→ **MATERIAL**:
==================================================

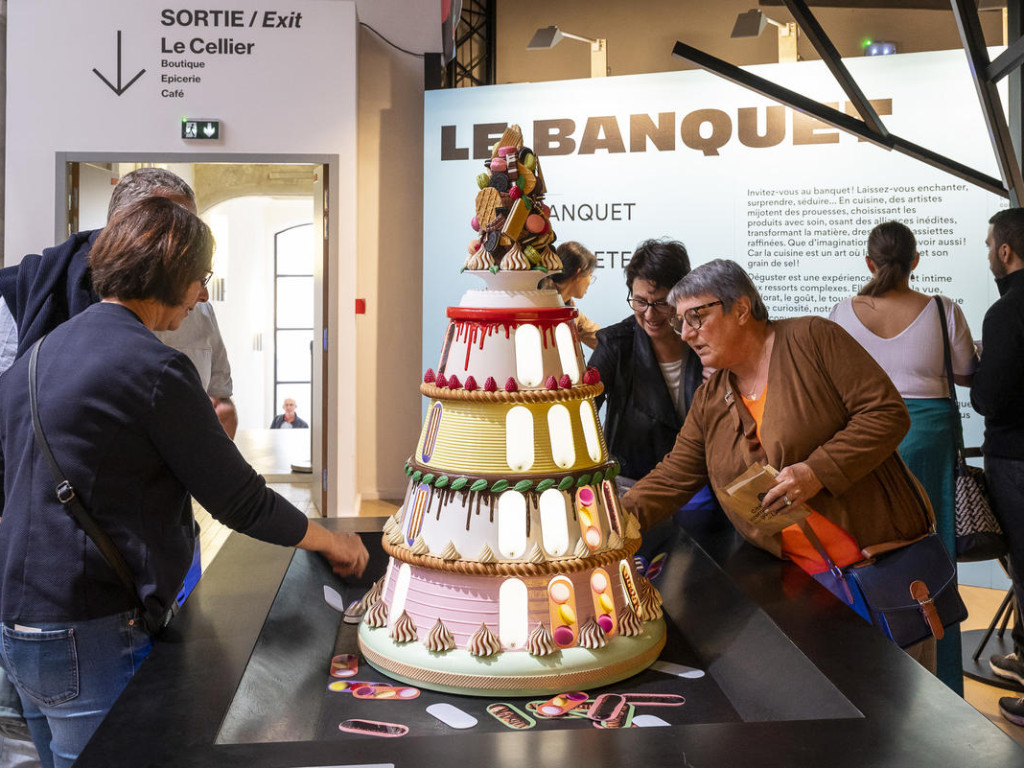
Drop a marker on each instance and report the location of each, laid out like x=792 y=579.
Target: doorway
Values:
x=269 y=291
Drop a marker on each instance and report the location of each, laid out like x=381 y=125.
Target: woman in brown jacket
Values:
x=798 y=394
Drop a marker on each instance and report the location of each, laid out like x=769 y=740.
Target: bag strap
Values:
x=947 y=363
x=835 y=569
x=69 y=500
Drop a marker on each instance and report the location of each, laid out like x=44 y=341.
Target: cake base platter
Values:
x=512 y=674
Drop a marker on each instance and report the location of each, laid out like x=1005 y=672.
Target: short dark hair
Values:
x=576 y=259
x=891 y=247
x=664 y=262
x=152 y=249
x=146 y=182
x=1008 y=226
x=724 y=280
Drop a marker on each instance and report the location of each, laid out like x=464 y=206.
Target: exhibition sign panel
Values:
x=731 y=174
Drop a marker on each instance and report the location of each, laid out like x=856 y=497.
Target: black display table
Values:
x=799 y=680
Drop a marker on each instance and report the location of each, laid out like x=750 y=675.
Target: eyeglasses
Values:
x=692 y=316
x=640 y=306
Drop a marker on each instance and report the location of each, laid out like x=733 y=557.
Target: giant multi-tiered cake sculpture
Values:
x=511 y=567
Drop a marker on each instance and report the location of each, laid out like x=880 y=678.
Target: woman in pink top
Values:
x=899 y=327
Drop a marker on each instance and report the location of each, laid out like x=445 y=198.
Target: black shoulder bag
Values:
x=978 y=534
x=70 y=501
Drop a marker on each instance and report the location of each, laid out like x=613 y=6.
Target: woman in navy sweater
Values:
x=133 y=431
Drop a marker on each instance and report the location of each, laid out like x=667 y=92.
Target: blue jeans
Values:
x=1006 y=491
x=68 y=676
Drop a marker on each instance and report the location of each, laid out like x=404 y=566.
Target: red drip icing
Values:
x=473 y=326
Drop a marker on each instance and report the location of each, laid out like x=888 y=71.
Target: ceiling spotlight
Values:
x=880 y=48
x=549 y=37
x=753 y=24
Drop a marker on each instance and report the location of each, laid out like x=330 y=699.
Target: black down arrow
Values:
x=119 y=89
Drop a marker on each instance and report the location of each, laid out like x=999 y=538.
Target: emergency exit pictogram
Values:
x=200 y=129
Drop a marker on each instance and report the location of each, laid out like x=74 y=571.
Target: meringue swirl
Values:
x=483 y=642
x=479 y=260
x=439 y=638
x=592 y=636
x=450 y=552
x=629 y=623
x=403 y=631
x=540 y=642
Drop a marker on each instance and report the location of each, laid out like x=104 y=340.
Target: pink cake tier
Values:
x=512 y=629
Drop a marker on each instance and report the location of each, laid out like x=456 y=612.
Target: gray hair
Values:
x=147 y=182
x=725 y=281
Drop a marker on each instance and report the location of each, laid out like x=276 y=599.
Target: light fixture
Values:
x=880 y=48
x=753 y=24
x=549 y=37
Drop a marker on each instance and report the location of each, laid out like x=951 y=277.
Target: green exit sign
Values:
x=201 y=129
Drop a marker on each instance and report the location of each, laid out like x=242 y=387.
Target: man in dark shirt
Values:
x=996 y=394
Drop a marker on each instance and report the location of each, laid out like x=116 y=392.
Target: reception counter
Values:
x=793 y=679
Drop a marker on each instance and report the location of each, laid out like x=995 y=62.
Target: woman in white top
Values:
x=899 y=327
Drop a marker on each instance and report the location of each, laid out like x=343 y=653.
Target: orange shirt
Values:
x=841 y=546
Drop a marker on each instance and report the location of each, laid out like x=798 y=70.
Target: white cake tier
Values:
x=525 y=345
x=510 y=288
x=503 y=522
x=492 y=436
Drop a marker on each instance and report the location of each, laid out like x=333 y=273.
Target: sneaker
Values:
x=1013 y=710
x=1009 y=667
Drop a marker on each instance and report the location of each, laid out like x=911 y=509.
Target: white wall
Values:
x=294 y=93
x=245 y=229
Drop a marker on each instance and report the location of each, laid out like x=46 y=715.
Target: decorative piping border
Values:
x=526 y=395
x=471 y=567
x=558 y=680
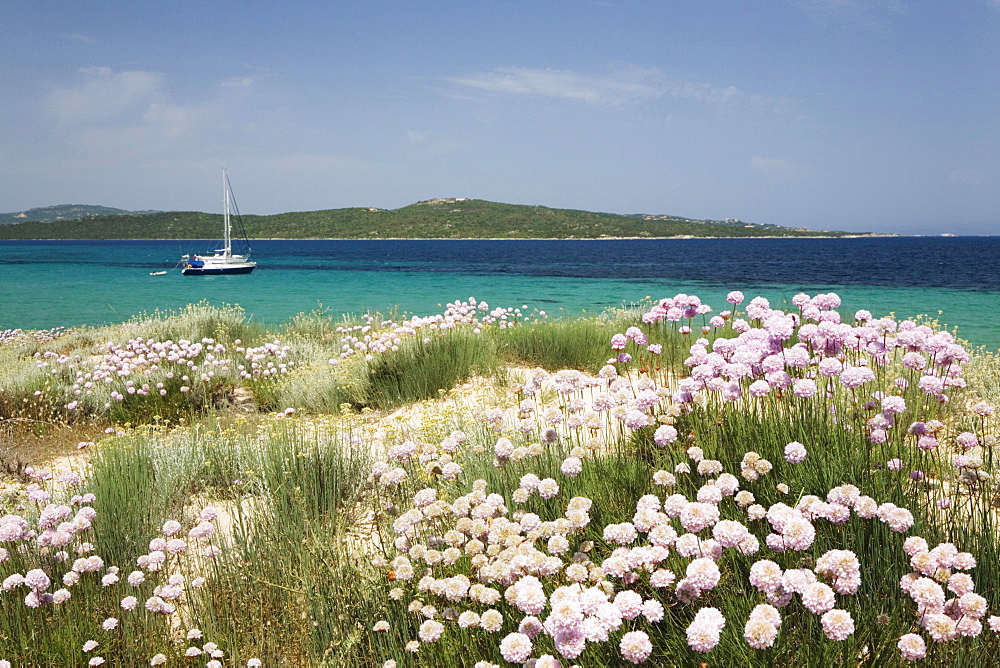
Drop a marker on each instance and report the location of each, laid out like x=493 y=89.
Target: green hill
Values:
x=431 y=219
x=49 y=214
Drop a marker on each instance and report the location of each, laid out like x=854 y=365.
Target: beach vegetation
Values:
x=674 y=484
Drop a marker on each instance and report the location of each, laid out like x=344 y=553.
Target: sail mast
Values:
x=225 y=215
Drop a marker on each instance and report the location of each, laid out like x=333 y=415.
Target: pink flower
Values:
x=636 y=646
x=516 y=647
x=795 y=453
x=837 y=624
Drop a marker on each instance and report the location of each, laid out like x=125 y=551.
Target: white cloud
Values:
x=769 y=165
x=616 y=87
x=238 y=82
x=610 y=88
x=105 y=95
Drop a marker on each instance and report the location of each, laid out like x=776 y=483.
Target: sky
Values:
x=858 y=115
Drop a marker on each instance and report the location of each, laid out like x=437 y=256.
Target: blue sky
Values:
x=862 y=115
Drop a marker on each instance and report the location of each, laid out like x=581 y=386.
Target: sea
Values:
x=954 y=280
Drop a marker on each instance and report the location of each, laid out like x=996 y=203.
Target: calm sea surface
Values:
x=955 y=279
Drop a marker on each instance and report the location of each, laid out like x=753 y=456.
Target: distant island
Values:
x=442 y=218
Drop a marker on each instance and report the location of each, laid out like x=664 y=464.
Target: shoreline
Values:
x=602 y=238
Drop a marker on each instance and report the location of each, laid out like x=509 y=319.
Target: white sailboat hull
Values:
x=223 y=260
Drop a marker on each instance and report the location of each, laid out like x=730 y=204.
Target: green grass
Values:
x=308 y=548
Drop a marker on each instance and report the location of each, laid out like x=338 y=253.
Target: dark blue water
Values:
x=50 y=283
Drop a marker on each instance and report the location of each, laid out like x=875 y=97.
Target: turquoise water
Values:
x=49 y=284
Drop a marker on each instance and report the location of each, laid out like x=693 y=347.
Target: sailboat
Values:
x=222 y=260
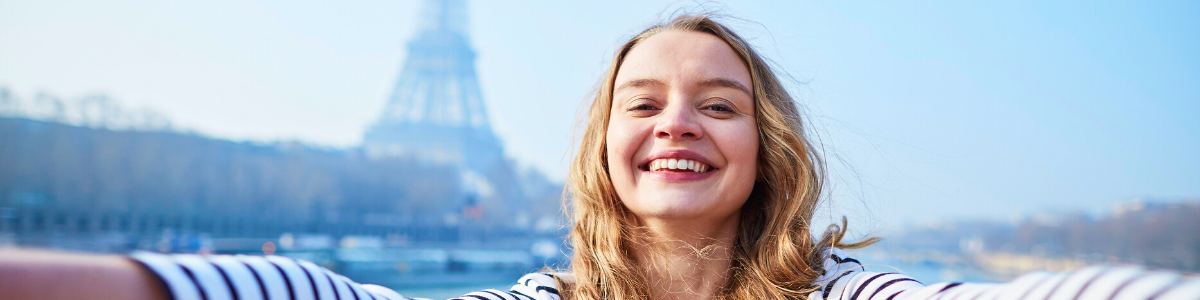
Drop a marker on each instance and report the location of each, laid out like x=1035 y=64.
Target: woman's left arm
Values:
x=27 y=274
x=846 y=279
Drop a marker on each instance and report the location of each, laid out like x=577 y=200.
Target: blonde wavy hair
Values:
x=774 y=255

==================================================

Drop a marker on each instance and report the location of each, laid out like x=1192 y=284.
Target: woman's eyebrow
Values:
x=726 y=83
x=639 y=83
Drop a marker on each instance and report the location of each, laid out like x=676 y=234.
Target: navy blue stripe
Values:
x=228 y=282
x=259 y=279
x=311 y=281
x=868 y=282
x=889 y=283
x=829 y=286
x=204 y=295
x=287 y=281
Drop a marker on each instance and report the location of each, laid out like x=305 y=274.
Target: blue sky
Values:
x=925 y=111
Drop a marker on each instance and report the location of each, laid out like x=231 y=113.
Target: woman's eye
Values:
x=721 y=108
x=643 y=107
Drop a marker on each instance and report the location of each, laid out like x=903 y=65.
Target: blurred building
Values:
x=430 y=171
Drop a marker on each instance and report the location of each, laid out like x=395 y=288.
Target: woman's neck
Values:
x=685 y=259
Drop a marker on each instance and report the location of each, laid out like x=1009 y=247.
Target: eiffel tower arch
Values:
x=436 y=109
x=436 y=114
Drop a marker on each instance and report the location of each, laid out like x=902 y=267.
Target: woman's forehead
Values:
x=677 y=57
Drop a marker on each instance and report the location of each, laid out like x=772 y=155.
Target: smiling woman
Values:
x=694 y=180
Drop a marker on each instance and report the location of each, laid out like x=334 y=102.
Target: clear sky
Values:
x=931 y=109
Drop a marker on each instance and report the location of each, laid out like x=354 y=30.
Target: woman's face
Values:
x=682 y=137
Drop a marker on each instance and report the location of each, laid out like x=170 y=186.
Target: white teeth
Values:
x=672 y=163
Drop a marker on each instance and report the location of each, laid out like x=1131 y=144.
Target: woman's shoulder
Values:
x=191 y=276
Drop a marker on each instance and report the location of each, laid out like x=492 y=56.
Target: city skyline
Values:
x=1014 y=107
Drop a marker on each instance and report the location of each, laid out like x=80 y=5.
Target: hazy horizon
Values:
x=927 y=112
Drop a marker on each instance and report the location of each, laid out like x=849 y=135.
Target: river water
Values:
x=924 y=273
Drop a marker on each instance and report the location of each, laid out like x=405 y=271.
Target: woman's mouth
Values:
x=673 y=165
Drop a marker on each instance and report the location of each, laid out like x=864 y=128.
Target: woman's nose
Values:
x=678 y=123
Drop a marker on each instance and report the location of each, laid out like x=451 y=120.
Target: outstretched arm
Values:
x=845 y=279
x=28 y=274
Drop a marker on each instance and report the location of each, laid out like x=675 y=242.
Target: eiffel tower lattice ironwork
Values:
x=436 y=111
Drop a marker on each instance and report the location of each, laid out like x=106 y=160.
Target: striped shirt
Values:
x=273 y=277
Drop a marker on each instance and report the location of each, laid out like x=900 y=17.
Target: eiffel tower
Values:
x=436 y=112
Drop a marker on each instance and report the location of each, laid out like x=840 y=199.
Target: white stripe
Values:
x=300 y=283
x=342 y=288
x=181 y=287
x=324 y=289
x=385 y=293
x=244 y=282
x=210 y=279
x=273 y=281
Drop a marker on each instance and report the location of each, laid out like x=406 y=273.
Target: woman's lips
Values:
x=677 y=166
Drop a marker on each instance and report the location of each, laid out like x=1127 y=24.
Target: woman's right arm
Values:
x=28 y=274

==================================================

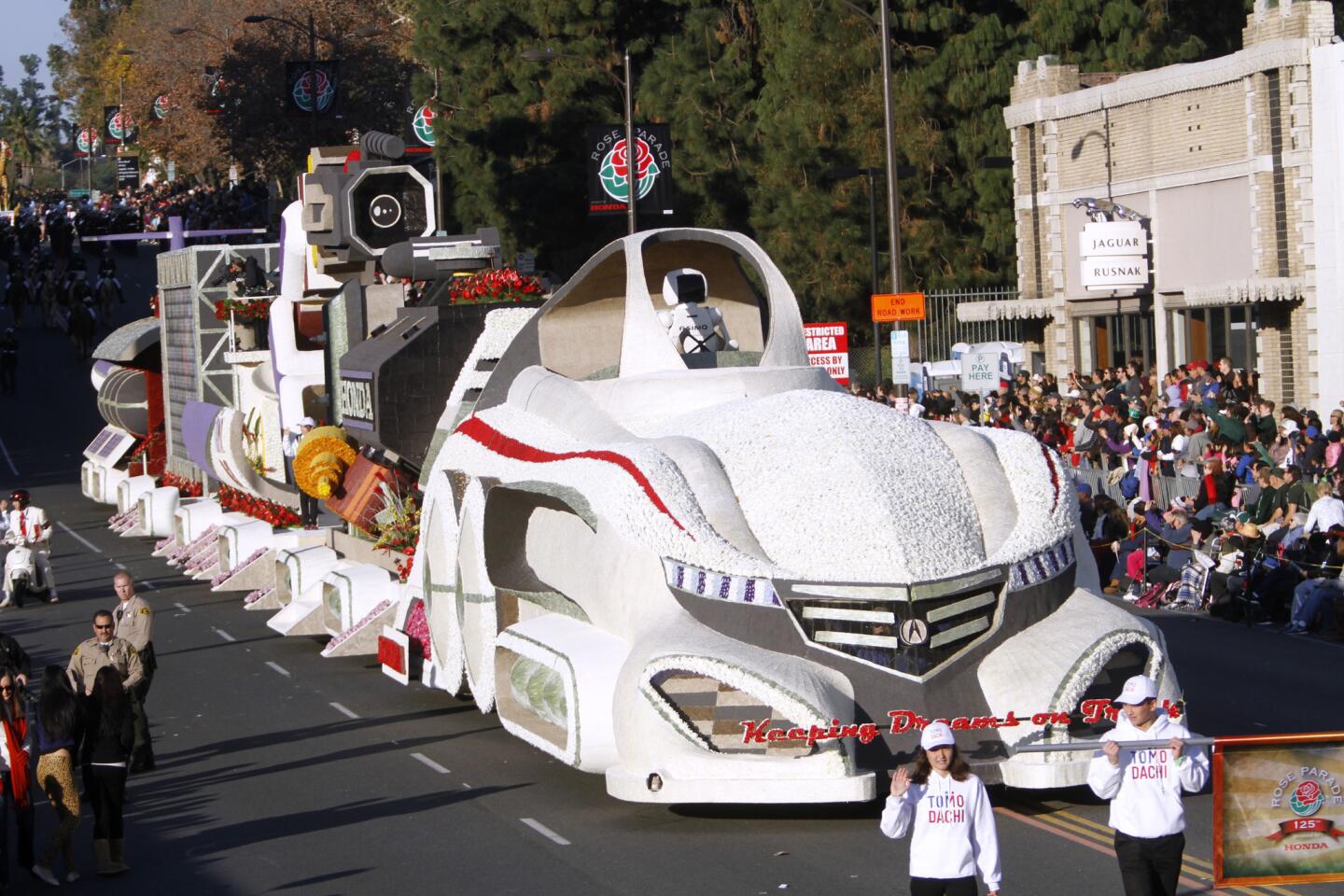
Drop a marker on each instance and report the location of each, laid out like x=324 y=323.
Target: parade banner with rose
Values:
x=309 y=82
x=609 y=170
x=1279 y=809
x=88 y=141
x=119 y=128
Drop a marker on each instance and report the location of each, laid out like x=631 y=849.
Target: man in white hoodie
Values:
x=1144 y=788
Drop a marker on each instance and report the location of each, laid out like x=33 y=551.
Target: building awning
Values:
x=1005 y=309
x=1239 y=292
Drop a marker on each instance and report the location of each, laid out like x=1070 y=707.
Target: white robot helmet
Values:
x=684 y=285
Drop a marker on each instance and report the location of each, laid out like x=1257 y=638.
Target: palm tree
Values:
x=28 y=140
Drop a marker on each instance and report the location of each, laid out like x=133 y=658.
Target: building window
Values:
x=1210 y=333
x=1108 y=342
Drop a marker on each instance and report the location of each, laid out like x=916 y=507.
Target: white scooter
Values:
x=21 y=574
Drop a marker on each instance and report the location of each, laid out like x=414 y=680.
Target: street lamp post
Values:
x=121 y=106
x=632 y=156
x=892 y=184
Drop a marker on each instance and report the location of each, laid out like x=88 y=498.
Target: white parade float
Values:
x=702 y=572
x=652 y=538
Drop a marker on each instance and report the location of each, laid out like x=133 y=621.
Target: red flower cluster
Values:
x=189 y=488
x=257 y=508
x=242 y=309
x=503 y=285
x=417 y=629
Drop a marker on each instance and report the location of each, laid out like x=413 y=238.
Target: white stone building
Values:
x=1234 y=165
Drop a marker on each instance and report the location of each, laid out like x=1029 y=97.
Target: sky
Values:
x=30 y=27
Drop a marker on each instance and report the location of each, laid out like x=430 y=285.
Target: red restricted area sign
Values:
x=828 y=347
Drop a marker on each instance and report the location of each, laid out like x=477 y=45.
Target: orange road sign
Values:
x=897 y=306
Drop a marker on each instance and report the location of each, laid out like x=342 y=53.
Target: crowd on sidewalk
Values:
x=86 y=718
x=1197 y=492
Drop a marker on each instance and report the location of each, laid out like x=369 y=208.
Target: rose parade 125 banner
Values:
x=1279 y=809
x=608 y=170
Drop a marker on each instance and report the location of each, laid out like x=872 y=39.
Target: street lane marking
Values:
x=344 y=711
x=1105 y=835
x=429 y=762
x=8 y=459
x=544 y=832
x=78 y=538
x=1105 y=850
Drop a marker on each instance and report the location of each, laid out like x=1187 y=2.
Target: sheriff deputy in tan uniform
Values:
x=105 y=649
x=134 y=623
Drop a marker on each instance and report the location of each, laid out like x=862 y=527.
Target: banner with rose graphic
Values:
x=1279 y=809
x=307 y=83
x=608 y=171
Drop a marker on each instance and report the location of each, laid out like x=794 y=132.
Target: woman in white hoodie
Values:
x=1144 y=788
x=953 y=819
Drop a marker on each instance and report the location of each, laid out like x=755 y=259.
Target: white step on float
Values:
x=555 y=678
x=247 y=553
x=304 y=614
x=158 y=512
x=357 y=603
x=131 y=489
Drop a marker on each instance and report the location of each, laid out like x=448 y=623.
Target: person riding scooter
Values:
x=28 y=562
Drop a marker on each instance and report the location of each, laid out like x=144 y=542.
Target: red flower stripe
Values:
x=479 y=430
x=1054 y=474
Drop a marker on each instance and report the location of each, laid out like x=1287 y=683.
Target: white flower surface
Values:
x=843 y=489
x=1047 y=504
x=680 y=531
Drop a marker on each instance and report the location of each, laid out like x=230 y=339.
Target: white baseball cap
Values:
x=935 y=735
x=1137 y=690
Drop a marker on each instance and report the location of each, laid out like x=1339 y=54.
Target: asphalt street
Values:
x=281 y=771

==================================================

→ **YOUR GOAL**: Report each line of the records above that contains the word "green", copying every such line in full.

→ **ANSWER TO THE PROBLEM**:
Target: green exit sign
Target: green hill
Target: green grass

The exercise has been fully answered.